**SHORT TASK:**
Your task is to repeat the records exactly from the line containing "point per instance: door" onward, through the final line.

**RECORD SET:**
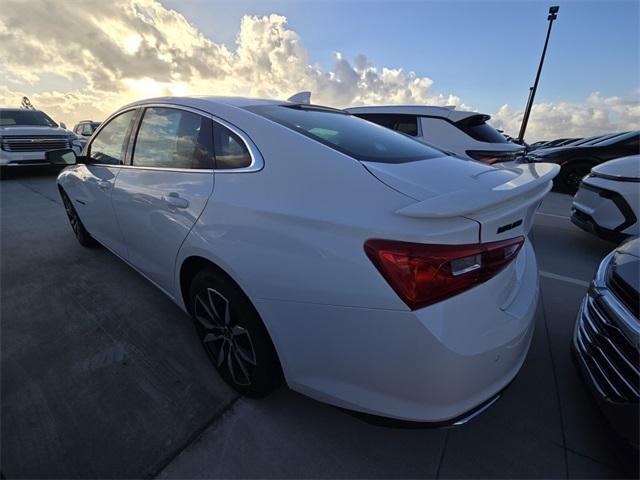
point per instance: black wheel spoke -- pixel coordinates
(226, 340)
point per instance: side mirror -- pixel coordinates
(61, 157)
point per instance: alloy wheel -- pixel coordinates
(228, 343)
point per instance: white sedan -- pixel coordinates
(364, 268)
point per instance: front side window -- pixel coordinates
(230, 150)
(477, 128)
(109, 145)
(171, 138)
(403, 123)
(348, 134)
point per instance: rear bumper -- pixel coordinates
(23, 159)
(437, 364)
(17, 159)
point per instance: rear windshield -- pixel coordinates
(25, 117)
(348, 134)
(477, 128)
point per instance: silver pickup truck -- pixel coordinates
(25, 135)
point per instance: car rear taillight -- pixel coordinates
(493, 157)
(424, 274)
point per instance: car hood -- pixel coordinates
(33, 130)
(556, 151)
(502, 199)
(622, 168)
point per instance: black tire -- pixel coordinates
(233, 335)
(83, 237)
(570, 176)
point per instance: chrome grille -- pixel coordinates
(612, 360)
(34, 144)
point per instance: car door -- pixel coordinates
(161, 194)
(92, 195)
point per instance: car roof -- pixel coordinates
(423, 110)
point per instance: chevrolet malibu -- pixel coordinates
(362, 267)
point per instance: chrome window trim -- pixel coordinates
(257, 162)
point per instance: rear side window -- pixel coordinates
(108, 146)
(230, 150)
(477, 128)
(407, 124)
(348, 134)
(172, 138)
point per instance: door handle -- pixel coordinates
(175, 201)
(104, 185)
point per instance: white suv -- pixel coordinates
(464, 134)
(25, 136)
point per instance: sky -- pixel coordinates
(80, 60)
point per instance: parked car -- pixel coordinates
(464, 134)
(552, 143)
(25, 135)
(84, 129)
(368, 269)
(606, 339)
(608, 200)
(578, 160)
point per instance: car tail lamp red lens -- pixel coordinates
(424, 274)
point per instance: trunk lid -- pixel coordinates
(502, 200)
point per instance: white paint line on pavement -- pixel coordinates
(562, 278)
(552, 215)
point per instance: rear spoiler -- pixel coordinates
(534, 179)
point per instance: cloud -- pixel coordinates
(127, 50)
(597, 115)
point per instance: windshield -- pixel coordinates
(348, 134)
(25, 117)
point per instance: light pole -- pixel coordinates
(553, 14)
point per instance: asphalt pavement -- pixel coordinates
(102, 376)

**THE RESPONSE:**
point per instance: door handle -- pixel coordinates
(175, 201)
(104, 185)
point per instance: white suv -- pixel coordinates
(464, 134)
(25, 136)
point per instance: sky -- pixel coordinates
(80, 60)
point per instance: parked car -- pixel coordinates
(464, 134)
(552, 143)
(25, 135)
(84, 129)
(368, 269)
(606, 339)
(608, 200)
(578, 160)
point per instance: car tail lamp red lens -- pixel coordinates
(424, 274)
point per instance: trunk lid -- pixel coordinates
(502, 200)
point per instance: white paint line on pavement -- pixel coordinates
(562, 278)
(552, 215)
point per instance: rear spoiler -- pixel coordinates
(534, 179)
point per instance: cloud -- pixel coordinates
(127, 50)
(597, 115)
point per instance: windshield -- pixel coordinates
(348, 134)
(25, 117)
point per instance: light pole -- pixel coordinates
(553, 14)
point per instance: asphalt pavement -- pixel coordinates
(102, 376)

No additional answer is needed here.